* Short problem 1
From the prose piece below, extract the stretch from "If she was seen" through "so much pseudoscience." without changing a word.

Friday, May 10, 2024

A Woman Reaches an Inflection Point.

 






By now, since her sister has been out looking for her for several hours, she figures it should be safe for her to walk quietly, and in an appropriate manner, with a sealed package to near the outer shores of a foreign room. She will resume bargaining once the shortest of the tables have been well secured. Her knowledge of placements is sketchy at best, but the flair she's shown in the past will hold her in good stead even if, as everyone expects, a blind tracing is not enough to repel a timid dowager if a tunnel is shown to be at risk. We check the water with a shellacked tube, and still no sign. To some this might seem romantic, but for us it's a matter of lights and desk.




If she was seen asking around about my part in the dilemma, she never let on. But I'd be reluctant to put it past her to rehearse silently and if no one could remember seeing her face then a swollen finger would have to do. I know that I'd told her my side but by this time it was clear that her husband, who'd taught me to count beyond one million when I was a wee bit of a slip, could no longer stand her love of barely scalded thread. She said it would keep her safe in the event of a random outbreak. He dismissed this as just so much pseudoscience.

* Available records
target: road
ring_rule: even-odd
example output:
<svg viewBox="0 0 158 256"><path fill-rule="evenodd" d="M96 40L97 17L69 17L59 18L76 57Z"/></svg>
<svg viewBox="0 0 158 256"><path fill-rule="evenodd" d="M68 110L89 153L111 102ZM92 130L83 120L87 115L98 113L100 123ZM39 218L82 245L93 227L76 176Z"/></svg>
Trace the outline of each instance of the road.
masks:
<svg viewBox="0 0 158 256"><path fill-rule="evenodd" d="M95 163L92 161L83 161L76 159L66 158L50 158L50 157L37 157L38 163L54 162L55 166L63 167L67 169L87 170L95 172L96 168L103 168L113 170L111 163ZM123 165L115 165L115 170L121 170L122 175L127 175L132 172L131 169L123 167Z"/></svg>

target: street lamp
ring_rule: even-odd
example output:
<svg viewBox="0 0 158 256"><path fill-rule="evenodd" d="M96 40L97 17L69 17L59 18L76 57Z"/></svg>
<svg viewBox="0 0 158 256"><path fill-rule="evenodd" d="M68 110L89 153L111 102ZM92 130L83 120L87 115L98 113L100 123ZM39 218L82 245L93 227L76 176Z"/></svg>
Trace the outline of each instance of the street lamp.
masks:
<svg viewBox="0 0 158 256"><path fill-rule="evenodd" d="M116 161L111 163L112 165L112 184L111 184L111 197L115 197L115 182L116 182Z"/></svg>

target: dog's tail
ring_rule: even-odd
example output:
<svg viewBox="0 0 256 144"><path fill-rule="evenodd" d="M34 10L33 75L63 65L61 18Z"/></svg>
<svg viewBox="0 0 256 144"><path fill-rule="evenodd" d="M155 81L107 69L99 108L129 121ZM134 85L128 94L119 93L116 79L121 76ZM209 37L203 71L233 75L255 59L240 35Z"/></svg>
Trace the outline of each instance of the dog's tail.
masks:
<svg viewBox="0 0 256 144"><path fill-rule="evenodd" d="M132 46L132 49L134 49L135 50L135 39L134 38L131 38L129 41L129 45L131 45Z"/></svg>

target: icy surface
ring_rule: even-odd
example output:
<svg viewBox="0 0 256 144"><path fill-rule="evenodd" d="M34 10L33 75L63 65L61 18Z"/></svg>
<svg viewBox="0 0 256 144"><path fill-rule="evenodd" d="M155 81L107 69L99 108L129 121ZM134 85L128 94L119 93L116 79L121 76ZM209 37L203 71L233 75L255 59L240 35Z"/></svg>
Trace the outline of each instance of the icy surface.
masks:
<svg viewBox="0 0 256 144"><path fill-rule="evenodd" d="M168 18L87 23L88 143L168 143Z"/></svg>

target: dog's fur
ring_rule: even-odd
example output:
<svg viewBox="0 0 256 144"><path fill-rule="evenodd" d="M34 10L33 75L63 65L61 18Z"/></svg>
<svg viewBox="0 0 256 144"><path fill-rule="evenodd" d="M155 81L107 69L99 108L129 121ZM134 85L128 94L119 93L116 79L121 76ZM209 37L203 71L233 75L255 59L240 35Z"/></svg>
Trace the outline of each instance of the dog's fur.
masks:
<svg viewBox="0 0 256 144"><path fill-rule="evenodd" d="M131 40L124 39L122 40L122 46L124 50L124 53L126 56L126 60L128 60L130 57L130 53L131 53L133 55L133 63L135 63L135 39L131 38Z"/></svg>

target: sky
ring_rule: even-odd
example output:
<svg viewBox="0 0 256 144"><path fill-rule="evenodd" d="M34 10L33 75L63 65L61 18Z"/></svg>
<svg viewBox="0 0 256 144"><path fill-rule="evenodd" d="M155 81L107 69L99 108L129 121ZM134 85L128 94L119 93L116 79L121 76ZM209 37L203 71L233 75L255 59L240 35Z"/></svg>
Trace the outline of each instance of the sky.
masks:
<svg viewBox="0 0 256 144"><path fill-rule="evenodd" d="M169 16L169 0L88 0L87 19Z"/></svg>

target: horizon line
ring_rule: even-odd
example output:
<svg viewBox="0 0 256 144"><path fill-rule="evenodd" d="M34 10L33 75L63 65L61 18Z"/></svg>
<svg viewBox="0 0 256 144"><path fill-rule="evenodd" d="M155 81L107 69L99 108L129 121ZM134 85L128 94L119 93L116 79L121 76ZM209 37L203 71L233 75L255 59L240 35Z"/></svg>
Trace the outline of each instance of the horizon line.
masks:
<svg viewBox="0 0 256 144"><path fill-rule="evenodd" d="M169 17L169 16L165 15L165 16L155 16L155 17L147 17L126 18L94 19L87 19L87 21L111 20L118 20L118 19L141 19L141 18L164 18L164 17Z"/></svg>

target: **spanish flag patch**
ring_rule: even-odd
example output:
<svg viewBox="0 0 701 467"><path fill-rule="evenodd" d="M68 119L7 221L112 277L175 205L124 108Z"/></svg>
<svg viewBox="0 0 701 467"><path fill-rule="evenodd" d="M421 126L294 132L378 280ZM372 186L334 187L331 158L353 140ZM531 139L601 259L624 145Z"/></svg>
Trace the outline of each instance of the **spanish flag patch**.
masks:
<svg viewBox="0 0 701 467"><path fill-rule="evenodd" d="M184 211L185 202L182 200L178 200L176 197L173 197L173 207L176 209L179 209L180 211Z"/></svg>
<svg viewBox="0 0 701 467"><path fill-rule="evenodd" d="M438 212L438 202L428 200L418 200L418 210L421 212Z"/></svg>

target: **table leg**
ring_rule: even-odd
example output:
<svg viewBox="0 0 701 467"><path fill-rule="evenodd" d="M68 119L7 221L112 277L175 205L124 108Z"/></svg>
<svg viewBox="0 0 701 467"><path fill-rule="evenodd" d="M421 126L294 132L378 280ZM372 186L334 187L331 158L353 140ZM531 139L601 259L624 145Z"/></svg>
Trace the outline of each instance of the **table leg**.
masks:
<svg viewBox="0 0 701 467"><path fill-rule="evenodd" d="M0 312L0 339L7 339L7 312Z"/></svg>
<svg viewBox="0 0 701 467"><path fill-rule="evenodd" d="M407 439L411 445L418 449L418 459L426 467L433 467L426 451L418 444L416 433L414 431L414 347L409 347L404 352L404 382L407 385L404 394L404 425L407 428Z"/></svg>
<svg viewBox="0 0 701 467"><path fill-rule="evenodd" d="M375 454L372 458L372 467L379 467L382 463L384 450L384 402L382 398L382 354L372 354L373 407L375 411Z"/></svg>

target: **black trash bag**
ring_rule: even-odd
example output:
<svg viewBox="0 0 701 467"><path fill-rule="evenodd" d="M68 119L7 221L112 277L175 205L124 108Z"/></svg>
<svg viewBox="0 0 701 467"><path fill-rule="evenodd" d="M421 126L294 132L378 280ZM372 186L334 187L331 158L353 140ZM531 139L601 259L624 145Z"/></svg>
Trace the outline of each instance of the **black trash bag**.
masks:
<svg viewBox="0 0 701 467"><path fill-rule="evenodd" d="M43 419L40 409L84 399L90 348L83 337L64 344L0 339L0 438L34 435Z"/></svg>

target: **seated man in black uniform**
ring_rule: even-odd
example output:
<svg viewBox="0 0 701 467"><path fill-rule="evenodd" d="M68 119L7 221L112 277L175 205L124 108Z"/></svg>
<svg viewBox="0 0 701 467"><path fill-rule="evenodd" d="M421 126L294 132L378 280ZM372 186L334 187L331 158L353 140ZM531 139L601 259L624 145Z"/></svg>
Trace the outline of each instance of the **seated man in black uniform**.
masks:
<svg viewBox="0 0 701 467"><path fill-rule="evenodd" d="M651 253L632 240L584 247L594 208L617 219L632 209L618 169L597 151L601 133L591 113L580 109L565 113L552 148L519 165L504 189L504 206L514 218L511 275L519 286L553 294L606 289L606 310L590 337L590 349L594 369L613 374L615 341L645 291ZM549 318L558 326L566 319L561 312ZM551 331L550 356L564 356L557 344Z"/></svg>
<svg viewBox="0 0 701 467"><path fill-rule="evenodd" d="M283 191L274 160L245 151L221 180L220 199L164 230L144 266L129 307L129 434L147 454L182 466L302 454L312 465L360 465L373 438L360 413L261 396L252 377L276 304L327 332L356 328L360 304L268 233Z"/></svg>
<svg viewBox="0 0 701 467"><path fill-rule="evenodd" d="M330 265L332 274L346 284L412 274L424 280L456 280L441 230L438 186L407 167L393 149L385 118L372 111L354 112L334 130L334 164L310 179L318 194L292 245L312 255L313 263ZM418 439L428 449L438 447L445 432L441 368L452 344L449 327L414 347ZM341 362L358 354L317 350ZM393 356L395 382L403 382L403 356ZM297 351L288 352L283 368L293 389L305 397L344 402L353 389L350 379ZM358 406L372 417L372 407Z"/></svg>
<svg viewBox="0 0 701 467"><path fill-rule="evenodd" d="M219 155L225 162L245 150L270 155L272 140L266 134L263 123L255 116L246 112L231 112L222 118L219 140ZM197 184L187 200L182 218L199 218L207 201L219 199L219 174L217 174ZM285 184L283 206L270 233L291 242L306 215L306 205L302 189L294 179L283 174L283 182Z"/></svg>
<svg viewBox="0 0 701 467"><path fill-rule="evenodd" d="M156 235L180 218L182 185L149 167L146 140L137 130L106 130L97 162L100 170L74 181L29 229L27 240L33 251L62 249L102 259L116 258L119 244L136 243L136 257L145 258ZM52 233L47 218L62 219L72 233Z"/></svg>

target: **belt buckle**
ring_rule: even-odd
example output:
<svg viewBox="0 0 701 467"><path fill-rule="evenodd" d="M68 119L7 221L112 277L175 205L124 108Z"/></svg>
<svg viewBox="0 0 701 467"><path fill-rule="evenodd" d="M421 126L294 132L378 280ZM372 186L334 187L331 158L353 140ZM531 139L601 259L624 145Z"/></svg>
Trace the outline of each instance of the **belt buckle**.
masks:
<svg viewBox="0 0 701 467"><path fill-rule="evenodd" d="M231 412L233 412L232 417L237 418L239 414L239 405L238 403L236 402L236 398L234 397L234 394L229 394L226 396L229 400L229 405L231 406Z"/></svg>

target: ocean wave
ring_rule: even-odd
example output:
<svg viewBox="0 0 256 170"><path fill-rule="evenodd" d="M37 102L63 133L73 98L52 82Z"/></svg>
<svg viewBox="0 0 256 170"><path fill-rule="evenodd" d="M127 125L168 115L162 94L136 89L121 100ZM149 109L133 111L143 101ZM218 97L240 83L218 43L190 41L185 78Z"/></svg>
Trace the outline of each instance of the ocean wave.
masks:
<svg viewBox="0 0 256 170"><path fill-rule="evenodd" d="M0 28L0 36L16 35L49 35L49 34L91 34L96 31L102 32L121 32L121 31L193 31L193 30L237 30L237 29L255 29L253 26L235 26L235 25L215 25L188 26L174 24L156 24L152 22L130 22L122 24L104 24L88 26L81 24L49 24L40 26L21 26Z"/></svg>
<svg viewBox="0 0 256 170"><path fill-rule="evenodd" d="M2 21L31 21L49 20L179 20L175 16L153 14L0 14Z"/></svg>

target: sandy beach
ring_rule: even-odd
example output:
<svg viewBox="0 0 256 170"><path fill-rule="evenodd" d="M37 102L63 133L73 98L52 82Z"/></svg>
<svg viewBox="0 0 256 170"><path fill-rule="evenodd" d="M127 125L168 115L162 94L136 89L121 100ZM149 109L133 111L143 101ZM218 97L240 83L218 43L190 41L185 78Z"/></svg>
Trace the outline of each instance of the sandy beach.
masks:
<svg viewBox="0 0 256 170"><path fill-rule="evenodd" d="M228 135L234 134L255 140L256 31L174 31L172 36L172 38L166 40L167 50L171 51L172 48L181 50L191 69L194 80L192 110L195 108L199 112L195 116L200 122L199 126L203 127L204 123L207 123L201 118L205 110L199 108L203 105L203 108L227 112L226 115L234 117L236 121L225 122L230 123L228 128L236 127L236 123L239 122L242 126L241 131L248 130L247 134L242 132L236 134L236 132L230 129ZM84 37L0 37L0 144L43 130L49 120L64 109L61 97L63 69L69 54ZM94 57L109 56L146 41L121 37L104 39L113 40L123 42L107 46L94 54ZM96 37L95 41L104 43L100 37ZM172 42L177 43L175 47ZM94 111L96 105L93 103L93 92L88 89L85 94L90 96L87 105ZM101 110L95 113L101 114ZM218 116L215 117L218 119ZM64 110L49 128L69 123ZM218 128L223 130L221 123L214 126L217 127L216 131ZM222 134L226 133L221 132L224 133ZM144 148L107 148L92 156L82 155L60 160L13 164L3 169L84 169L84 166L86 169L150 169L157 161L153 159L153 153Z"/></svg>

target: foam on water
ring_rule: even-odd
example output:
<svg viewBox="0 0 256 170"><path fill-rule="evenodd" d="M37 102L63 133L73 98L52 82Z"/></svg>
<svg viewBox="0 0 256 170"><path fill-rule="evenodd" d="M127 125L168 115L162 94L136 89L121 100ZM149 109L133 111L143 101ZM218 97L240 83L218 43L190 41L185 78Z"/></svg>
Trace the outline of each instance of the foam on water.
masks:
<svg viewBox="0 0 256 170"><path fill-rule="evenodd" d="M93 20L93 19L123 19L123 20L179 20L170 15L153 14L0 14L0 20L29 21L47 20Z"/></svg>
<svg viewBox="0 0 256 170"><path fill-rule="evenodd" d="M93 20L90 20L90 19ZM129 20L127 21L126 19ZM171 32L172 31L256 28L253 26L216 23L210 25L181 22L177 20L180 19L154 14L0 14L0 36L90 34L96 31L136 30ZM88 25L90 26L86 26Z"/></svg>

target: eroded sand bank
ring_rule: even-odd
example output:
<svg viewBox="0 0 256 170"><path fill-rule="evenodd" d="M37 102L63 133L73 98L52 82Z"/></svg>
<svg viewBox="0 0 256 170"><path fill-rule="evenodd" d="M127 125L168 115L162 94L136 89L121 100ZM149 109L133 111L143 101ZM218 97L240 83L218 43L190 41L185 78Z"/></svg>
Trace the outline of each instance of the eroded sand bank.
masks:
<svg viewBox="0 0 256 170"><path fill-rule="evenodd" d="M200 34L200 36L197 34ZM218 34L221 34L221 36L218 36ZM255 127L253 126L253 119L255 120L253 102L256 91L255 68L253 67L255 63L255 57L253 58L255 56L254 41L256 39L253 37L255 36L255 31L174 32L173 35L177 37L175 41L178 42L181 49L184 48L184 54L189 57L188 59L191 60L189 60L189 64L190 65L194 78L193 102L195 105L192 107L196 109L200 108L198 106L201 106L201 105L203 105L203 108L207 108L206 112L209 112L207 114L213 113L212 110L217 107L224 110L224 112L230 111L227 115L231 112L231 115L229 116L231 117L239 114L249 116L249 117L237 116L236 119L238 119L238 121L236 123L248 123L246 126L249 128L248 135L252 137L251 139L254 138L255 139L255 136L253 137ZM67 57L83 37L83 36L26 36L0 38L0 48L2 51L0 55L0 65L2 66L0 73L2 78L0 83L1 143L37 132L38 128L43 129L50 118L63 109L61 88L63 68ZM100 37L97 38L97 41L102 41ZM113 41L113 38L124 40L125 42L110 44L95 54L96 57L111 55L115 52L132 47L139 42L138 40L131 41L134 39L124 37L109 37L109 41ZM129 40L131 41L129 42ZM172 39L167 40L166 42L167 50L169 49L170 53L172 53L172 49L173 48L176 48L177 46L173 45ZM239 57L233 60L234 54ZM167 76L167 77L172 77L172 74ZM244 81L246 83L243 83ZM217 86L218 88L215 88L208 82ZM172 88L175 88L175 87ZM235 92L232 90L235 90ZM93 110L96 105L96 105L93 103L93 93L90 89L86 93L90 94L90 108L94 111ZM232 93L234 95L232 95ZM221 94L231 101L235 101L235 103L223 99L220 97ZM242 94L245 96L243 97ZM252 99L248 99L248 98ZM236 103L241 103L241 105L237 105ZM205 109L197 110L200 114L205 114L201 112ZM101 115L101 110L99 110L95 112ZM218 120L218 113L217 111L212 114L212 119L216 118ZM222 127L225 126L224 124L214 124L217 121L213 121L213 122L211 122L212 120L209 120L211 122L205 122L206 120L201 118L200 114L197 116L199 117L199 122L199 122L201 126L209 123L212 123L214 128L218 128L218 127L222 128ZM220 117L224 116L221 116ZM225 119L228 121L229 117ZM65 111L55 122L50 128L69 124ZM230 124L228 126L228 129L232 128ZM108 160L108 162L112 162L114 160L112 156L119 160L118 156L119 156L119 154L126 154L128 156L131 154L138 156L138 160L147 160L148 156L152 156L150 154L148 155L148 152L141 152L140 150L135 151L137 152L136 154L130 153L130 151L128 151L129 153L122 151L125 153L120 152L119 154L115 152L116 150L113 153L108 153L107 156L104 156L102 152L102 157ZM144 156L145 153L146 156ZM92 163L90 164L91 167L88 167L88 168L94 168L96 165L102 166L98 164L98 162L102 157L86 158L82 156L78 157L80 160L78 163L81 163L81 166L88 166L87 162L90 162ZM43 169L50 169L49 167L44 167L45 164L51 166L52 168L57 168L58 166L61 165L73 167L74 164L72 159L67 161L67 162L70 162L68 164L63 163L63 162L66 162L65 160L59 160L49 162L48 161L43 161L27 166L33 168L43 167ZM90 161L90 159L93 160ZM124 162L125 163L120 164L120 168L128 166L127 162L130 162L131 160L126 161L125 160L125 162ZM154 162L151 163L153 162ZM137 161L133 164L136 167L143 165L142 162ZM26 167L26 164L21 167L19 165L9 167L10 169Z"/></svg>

* Short problem 2
In the records above, copy the stretch from the line containing "target: **spanish flag patch**" through the line containing "212L438 202L428 200L418", including both of those lines.

* Correct response 1
If she was seen asking around about my part in the dilemma, she never let on. But I'd be reluctant to put it past her to rehearse silently and if no one could remember seeing her face then a swollen finger would have to do. I know that I'd told her my side but by this time it was clear that her husband, who'd taught me to count beyond one million when I was a wee bit of a slip, could no longer stand her love of barely scalded thread. She said it would keep her safe in the event of a random outbreak. He dismissed this as just so much pseudoscience.

* Correct response 2
target: **spanish flag patch**
ring_rule: even-odd
example output:
<svg viewBox="0 0 701 467"><path fill-rule="evenodd" d="M68 119L7 221L112 277L175 205L124 108Z"/></svg>
<svg viewBox="0 0 701 467"><path fill-rule="evenodd" d="M421 126L294 132L378 280ZM372 186L334 187L331 158L353 140ZM531 139L601 259L624 145Z"/></svg>
Trace the outline of each instance of the **spanish flag patch**.
masks:
<svg viewBox="0 0 701 467"><path fill-rule="evenodd" d="M184 211L185 202L182 200L178 200L176 197L173 197L173 207L176 209L179 209L180 211Z"/></svg>
<svg viewBox="0 0 701 467"><path fill-rule="evenodd" d="M438 212L438 202L428 200L418 200L418 210L421 212Z"/></svg>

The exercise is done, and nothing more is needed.